%%
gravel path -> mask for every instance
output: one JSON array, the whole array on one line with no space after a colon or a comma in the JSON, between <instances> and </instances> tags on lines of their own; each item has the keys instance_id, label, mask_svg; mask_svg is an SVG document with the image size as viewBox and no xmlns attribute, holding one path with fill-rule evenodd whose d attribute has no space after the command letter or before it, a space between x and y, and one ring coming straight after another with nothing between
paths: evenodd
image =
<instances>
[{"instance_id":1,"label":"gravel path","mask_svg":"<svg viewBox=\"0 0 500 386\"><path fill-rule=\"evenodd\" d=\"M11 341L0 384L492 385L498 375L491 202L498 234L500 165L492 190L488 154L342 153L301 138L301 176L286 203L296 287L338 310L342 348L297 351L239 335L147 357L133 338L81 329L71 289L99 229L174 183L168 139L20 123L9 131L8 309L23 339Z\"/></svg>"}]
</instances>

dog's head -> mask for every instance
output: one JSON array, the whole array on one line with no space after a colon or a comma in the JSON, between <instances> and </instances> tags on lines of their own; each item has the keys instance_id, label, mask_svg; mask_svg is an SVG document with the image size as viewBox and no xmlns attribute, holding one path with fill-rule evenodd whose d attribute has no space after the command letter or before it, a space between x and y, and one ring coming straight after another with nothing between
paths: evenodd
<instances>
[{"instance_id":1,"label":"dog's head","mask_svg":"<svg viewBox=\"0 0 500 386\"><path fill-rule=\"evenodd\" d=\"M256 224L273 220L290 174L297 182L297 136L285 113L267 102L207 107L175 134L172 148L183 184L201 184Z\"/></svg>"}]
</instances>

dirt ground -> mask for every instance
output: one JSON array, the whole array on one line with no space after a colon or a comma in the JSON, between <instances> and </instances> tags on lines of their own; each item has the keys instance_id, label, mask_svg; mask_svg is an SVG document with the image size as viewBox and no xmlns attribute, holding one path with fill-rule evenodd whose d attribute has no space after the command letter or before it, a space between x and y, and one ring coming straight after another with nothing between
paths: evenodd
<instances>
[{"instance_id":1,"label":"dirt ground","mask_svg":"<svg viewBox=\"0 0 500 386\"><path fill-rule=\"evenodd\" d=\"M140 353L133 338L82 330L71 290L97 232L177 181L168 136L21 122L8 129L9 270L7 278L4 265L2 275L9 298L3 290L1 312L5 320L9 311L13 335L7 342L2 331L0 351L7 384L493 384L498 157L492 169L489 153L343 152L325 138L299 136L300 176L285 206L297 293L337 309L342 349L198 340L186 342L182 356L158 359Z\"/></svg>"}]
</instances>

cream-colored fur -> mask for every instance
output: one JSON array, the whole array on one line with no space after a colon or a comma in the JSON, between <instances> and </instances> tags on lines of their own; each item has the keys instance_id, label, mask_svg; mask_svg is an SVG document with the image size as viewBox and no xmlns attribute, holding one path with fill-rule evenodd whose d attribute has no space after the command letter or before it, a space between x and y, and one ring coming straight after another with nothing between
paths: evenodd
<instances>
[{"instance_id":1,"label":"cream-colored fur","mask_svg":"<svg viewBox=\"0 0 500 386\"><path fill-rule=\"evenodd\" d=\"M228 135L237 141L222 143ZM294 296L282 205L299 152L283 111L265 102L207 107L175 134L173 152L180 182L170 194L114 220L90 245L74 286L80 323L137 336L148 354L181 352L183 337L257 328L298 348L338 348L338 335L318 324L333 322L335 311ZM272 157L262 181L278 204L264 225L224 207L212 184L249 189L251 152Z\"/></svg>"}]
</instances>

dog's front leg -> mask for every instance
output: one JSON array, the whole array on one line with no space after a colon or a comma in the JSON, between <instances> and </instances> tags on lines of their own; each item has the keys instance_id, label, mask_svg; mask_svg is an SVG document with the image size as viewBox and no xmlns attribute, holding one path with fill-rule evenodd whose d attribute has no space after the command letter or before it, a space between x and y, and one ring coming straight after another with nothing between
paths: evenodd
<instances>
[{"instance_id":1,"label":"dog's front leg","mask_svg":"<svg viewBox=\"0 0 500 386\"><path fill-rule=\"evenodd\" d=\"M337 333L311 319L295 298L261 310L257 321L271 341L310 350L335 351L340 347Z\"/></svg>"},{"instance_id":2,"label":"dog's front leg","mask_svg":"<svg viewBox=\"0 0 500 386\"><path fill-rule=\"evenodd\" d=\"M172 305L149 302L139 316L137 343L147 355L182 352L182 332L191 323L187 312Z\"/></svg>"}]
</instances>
%%
Please extract every line of the records above that contains the string "colored", copying each line in full.

SOLVED EXERCISE ::
cream-colored fur -> mask for every instance
[{"instance_id":1,"label":"cream-colored fur","mask_svg":"<svg viewBox=\"0 0 500 386\"><path fill-rule=\"evenodd\" d=\"M228 135L237 141L222 143ZM294 296L282 205L299 152L283 111L265 102L207 107L175 134L173 152L180 182L170 194L114 220L90 245L74 286L80 323L137 336L148 354L181 352L183 337L257 328L298 348L338 348L338 335L318 324L333 322L335 311ZM272 157L262 181L278 204L264 225L224 207L212 184L249 189L251 152Z\"/></svg>"}]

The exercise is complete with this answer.